>> BEGIN Dataset entries
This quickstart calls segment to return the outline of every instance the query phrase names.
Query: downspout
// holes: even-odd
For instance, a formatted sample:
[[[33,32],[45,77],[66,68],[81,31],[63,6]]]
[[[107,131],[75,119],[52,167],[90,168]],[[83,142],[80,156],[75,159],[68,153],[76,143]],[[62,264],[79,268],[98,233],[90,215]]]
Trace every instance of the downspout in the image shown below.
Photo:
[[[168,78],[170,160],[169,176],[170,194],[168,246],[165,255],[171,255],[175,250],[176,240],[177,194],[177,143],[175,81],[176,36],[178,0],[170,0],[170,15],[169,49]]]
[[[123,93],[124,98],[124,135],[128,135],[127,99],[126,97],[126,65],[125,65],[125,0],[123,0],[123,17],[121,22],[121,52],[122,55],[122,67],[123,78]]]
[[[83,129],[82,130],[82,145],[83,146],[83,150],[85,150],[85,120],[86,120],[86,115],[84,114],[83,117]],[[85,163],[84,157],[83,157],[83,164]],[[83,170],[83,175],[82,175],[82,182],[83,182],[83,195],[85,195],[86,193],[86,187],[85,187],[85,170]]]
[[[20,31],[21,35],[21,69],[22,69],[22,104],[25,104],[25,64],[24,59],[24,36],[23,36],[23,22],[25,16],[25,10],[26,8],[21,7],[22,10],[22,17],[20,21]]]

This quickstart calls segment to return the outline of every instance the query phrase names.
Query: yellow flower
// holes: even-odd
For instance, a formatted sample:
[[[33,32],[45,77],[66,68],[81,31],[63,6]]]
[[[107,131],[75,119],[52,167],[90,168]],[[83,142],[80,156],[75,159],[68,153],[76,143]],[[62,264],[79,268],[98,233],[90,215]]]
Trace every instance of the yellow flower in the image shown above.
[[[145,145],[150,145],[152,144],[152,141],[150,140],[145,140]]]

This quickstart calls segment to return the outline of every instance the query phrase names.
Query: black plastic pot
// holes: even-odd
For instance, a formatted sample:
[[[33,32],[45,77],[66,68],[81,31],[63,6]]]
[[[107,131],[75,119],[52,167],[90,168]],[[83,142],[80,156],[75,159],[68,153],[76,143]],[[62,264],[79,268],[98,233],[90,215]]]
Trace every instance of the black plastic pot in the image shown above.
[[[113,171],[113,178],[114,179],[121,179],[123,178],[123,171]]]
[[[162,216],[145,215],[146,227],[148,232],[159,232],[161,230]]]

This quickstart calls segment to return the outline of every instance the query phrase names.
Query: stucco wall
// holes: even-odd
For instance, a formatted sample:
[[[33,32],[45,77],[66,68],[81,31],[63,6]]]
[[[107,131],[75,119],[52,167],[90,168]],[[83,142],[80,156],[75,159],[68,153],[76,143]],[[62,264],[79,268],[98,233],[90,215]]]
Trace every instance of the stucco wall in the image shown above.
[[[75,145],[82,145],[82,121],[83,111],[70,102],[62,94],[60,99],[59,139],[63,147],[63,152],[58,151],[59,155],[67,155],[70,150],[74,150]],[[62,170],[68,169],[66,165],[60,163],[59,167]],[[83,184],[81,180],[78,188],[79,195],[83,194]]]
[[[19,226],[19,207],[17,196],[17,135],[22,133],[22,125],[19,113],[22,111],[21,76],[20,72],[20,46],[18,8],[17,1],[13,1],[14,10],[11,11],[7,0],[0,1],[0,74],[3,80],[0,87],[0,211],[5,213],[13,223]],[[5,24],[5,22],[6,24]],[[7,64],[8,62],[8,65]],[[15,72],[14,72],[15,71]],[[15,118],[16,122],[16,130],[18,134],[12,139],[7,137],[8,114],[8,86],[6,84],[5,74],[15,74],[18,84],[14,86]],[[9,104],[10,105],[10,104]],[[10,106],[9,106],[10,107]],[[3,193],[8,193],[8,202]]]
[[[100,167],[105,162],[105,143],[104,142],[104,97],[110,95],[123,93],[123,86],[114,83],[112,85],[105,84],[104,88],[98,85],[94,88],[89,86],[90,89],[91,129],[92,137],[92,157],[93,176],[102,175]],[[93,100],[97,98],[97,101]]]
>> END Dataset entries
■ **Given instruction**:
Starting at the beginning of the entries and ending at the line that contains "[[[145,145],[150,145],[152,144],[152,141],[150,140],[145,140]]]", reproduce every line, requests included, and scale each polygon vertex coordinate in the answers by 2.1, rounding to whole numbers with halves rounded up. Leave the numbers in the requests and their format samples unchanged.

■ **Solution below**:
This quickstart calls segment to return the outline of every instance the query phrase names.
Query: downspout
// holes: even-odd
For instance, a formatted sample:
[[[33,32],[45,77],[66,68],[81,31],[63,6]]]
[[[107,131],[75,119],[52,167],[90,168]],[[83,142],[80,156],[75,159],[68,153],[76,143]],[[62,264],[79,268],[98,233],[90,215]]]
Trace every instance of the downspout in the image shown below.
Photo:
[[[353,164],[357,336],[355,370],[357,407],[353,517],[347,536],[359,536],[368,525],[370,504],[372,407],[372,300],[368,170],[370,76],[374,0],[357,0],[357,32],[355,103]]]
[[[258,195],[260,206],[260,284],[269,284],[267,208],[265,204],[265,137],[263,137],[263,0],[258,0],[258,36],[254,46],[254,109],[256,116],[256,141],[258,164]]]
[[[174,271],[172,273],[172,305],[174,307],[174,315],[179,315],[179,252],[181,252],[181,242],[176,239],[174,246]],[[179,342],[176,330],[174,330],[174,344]],[[174,357],[174,368],[172,368],[172,382],[174,382],[174,410],[179,410],[181,405],[181,393],[179,393],[179,357]]]
[[[42,65],[44,74],[44,145],[46,145],[46,218],[53,218],[53,134],[50,124],[50,76],[48,76],[48,46],[53,34],[53,21],[55,17],[44,15],[46,21],[46,36],[42,44]]]

This quickstart calls segment to return the outline of every instance the query phrase names.
Query: yellow flower
// holes: even-odd
For instance, a formatted sample:
[[[33,32],[45,77],[66,68],[81,31],[63,6]]]
[[[107,131],[75,119],[52,167],[90,168]],[[83,142],[80,156],[75,159],[68,153],[76,143]],[[62,264],[79,268],[98,233],[90,215]]]
Trace every instance of the yellow flower in the image shown above.
[[[305,305],[315,305],[319,302],[319,296],[315,294],[305,294]]]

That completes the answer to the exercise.